§ **EXERCISE OBJECTIVE**: Sort through the entries below and pull out lines containing the word "pear".

§ **DATA LISTING**:
....
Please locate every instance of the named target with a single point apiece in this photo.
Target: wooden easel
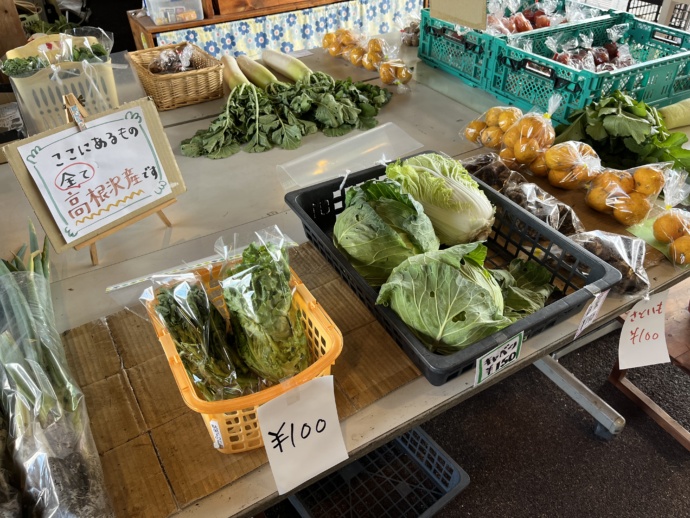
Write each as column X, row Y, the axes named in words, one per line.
....
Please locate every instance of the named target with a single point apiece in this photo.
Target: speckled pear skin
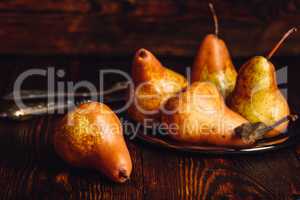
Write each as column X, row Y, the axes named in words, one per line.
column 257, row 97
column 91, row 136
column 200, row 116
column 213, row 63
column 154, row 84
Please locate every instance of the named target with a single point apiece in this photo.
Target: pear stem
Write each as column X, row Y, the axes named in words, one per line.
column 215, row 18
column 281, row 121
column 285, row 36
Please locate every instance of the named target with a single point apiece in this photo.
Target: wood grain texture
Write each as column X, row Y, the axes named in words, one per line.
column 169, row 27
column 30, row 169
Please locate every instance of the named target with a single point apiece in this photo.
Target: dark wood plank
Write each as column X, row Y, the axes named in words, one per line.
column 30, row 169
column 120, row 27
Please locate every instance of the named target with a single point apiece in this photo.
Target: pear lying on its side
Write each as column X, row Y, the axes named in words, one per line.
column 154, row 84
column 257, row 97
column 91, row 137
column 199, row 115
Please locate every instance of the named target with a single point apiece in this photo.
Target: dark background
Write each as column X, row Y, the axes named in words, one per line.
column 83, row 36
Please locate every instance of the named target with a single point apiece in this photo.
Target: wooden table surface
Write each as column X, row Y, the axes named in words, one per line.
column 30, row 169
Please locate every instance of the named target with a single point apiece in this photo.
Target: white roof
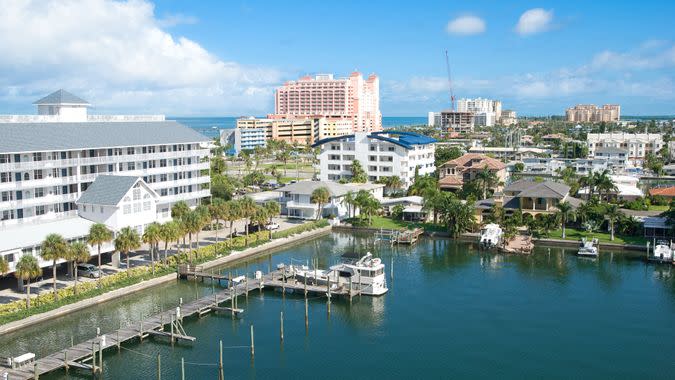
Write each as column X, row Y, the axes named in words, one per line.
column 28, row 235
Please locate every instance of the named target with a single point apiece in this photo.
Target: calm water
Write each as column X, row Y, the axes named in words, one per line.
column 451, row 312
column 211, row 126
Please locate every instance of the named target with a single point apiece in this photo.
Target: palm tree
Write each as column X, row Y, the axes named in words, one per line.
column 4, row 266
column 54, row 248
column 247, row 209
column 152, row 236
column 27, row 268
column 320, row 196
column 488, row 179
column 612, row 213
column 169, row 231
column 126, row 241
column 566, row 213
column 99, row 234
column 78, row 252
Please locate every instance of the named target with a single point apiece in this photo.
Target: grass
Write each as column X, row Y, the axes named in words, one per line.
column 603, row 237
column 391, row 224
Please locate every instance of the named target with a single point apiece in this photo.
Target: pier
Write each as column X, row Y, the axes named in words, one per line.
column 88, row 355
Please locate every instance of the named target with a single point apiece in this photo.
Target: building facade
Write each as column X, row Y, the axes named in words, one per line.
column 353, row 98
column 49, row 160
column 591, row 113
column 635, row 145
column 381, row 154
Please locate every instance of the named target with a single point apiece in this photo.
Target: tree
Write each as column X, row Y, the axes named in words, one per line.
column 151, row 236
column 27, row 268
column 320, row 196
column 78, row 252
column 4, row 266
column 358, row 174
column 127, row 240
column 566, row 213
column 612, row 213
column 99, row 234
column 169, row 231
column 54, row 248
....
§ **RESULT FOR THIS EXERCISE**:
Target: speckled pear skin
Target: pear stem
Target: pear lying on its side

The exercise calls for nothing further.